-------- Entries supplied

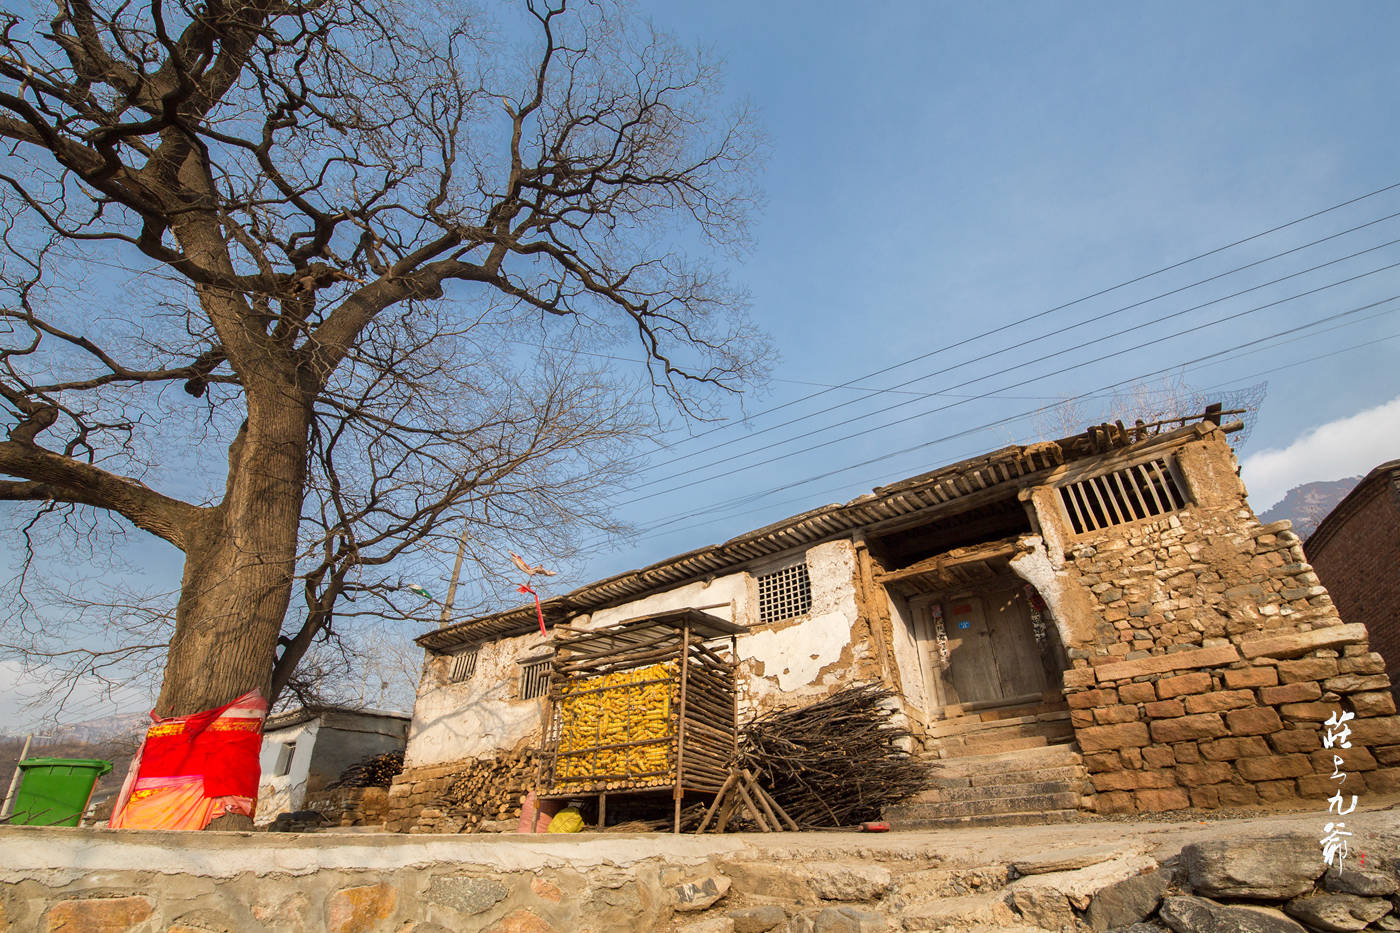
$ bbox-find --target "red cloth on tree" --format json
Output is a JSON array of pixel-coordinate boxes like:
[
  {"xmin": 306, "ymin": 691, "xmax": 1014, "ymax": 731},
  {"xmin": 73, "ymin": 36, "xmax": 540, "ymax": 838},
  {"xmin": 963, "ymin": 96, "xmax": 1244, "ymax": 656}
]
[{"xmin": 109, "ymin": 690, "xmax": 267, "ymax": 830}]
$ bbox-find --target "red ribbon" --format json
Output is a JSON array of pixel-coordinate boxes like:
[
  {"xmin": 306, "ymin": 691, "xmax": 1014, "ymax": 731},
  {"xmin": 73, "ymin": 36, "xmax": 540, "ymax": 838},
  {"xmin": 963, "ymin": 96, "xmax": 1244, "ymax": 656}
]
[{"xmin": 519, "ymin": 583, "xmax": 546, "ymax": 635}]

----------------
-------- Entries supplied

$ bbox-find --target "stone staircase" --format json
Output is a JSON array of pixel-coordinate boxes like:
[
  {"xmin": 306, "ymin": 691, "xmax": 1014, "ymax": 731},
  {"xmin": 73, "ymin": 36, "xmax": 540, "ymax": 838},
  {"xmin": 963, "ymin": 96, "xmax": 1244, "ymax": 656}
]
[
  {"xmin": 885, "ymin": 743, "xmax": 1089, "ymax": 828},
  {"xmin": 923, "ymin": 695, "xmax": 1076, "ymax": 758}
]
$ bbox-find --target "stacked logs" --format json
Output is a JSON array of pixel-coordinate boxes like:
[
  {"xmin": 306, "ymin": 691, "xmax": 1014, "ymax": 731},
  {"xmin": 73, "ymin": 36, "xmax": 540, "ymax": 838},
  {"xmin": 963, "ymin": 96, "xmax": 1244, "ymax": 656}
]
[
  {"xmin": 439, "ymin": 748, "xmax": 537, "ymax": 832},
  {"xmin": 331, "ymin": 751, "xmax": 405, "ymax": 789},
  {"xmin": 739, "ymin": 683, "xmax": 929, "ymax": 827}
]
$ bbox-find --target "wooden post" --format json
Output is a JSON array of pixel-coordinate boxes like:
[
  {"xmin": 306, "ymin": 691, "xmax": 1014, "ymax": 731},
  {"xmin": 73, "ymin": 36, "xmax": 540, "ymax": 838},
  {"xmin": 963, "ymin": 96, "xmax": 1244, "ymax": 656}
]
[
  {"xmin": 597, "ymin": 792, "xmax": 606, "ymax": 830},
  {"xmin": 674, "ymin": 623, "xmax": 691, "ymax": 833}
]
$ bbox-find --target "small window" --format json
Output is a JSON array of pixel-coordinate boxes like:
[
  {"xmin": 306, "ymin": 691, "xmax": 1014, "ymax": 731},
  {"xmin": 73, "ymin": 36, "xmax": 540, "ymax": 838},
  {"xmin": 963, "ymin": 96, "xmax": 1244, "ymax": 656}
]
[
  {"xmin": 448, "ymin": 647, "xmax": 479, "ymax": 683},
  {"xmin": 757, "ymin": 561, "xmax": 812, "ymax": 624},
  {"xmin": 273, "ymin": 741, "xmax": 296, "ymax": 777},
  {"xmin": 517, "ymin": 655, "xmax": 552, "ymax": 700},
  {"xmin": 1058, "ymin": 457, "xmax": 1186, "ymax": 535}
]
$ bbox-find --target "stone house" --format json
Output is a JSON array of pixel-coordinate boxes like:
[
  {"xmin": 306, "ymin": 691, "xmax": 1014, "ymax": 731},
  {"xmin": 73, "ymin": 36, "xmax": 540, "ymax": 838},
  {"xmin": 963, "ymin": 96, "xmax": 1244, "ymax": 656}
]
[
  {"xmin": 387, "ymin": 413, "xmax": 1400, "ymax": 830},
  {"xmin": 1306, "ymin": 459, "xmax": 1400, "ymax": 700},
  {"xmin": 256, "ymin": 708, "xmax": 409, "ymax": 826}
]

----------------
-------- Entries supplied

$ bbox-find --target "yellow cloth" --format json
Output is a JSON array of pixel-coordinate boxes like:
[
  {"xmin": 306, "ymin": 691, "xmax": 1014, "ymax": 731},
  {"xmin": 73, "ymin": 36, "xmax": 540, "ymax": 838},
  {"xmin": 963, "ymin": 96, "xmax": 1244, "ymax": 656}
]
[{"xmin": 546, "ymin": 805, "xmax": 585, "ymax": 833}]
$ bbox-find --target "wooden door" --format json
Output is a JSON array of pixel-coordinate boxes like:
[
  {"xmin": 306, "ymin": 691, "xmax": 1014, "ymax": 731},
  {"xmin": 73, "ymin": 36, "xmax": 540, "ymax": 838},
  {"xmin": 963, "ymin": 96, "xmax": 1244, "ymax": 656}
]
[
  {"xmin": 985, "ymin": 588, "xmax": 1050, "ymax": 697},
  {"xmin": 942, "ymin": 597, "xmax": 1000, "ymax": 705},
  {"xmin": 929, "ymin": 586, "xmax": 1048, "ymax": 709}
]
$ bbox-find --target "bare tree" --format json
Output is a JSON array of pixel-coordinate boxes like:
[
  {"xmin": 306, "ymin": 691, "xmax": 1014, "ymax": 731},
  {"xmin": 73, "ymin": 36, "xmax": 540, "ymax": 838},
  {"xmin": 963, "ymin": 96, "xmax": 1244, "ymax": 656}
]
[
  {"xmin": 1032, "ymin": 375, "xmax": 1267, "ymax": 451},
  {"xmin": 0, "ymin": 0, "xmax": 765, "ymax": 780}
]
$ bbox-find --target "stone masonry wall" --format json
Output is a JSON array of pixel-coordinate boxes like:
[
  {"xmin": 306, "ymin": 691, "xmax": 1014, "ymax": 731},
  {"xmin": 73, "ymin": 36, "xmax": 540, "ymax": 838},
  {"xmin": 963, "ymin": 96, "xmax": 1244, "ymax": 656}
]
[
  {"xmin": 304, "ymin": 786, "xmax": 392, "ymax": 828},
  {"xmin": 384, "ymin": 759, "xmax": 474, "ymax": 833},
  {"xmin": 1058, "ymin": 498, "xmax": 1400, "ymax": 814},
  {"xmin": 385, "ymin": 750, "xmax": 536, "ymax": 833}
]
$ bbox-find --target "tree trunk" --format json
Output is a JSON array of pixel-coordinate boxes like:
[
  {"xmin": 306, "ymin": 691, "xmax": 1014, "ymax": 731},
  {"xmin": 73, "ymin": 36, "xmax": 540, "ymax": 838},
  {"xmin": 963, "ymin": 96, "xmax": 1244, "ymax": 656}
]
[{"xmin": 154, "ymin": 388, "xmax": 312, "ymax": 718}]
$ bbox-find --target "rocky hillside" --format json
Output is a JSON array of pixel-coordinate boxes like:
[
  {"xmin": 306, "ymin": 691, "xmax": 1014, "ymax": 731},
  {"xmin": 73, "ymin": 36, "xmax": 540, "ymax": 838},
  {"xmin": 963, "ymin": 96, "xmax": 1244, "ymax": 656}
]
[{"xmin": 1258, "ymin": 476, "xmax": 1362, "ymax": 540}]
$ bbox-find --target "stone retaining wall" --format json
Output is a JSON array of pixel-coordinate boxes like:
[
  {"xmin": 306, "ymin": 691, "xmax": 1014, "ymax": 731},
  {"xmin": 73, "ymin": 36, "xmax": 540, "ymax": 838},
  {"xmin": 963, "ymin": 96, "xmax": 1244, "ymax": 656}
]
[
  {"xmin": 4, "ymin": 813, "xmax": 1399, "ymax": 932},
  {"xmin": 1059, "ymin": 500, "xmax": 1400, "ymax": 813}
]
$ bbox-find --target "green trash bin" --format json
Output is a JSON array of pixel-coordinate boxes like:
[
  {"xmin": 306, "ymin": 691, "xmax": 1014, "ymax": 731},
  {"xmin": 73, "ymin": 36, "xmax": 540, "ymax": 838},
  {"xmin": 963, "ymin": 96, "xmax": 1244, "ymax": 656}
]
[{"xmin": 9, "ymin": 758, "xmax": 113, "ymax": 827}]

----------------

#### How to complete this task:
The answer must consist of every line from the entries above that contains the string "stone".

#### Answer box:
$ bbox-find --target "stone staircase" --format json
$ bbox-find --target "stone house" --format json
$ bbox-find --target "stone masonry wall" --format json
$ bbox-find --target "stone retaining wall" --format json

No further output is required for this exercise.